Task details → Translate this sentence from the workshop series description below into Spanish: "In each workshop, two keynote presentations will be given on a specific topic."

Excerpt to read →
The overall theme of the workshop series is Sustainable consumption, everyday life and social change. The more specific themes of each two-day workshop are respectively (1) contemporary research in the Nordic countries, (2) future theoretical and methodological challenges, and (3) policy and interventions.

In each workshop, two keynote presentations will be given on a specific topic. There will be time allocated for joint discussions on these topics, as well as sessions in which research plans, conference presentations and article manuscripts are discussed in smaller groups that can focus on, for example, particular fields of consumption (e.g. energy, food, transport). Time is dedicated for planning future collaboration among workshop participants, such as research project proposals, conference sessions and streams, and joint articles.

Contemporary research in the Nordic countries. April 2020 at the University of Helsinki, Finland. The first workshop of the series focuses on the current research in consumption and daily life, and the ways to understand and direct social change. One of the aims of the workshop is to understand the ways inter- and transdisciplinarity could be better utilised in research to understand contemporary consumption and social life. Time is also devoted for the participants to express their expectations regarding the workshop series.

Data section →
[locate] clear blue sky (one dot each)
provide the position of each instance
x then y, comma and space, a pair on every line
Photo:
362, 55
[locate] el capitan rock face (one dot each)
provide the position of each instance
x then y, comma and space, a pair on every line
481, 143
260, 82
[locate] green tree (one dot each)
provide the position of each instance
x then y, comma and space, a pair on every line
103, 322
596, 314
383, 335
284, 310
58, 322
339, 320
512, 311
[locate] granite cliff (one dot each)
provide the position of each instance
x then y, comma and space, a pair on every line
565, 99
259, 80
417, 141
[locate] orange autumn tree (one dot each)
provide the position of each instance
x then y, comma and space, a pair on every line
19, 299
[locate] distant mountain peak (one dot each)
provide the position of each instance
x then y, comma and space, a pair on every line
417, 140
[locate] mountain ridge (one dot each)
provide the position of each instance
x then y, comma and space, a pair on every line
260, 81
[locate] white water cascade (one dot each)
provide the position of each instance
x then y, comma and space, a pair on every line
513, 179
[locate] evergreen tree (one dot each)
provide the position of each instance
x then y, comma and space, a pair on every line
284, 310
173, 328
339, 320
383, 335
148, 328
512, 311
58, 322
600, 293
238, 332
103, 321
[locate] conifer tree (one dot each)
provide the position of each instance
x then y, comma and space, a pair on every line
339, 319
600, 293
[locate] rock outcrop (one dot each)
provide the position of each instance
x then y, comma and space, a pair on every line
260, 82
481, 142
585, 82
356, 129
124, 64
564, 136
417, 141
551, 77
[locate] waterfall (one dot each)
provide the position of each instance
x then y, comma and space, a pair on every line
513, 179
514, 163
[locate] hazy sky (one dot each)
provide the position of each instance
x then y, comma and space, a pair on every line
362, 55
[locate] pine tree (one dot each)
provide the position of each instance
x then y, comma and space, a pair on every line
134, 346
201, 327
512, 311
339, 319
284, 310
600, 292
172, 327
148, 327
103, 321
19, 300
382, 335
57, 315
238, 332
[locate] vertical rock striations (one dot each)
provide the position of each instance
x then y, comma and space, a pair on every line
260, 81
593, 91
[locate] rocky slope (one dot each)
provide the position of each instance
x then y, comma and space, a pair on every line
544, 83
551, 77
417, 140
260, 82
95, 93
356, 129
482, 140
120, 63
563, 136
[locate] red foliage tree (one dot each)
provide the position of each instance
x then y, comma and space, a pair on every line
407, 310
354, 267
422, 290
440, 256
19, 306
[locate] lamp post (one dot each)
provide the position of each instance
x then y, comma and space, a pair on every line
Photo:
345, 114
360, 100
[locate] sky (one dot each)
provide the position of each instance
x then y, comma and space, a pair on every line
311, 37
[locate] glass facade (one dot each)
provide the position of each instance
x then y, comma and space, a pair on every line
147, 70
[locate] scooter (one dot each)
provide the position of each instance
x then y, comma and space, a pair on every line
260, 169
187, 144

Reply to the task → En cada taller se darán dos ponencias principales sobre un tema específico.